## begin Text extract
Monday, 10 December 2012


Welcome good listeners to a somewhat different type of playlist from Band of Badgers Presents. This will be the first of very many, I hope. It is my way of being able to share those more established bands and artists spanning genres and stretching as far back as the 1960s. There will be some epic anthems, some cool classics and I dare say many a guilty pleasure besides.

It is thanks to the genius of Mixcloud I am able to do this at all because their website and whole business allows people like myself to share their mixes of whatever music without breaching any copyright. These shows won't be downloadable like the podcast is, nor will they be available via iTunes but fear not - I am continuing with the regular podcast too.
## end Text extract
=== Given instruction a ===
Duplicate the playlist announcement word for word, taking everything from "Welcome good listeners" down to "guilty pleasure besides.".
## begin Records for the exercise
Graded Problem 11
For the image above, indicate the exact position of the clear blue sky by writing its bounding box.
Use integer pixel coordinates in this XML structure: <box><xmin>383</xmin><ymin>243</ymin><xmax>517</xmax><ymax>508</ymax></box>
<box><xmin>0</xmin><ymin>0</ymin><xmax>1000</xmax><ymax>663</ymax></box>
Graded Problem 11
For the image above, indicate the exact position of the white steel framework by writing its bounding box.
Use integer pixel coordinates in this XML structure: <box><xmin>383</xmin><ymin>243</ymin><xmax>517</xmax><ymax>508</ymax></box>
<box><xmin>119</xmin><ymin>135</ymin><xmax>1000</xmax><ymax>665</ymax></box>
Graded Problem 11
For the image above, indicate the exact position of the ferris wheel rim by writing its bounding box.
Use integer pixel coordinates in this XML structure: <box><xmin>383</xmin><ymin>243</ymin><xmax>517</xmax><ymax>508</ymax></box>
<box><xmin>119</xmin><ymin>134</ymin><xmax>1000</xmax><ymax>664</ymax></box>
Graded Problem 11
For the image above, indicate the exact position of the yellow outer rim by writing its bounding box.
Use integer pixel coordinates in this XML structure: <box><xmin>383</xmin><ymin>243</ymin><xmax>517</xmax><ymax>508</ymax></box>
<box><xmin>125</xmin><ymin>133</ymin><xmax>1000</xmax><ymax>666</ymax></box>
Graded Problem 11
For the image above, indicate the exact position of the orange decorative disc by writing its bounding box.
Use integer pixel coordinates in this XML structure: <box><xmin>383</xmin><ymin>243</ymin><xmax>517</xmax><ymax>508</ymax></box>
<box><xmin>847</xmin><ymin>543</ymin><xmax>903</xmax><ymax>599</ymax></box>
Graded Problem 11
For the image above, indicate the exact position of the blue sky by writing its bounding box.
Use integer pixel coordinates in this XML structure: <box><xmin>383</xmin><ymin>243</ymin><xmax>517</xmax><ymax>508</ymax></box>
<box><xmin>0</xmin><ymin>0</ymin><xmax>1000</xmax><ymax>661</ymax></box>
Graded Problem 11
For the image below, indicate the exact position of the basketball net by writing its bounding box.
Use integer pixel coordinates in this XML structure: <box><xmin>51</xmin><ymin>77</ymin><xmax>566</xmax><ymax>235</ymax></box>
## end Records for the exercise
=== Given instruction b ===
Show each line of the records that contains the string "blue", treating uppercase and lowercase as distinct.

=== Full solution a ===
Welcome good listeners to a somewhat different type of playlist from Band of Badgers Presents. This will be the first of very many, I hope. It is my way of being able to share those more established bands and artists spanning genres and stretching as far back as the 1960s. There will be some epic anthems, some cool classics and I dare say many a guilty pleasure besides.

=== Full solution b ===
For the image above, indicate the exact position of the clear blue sky by writing its bounding box.
For the image above, indicate the exact position of the blue sky by writing its bounding box.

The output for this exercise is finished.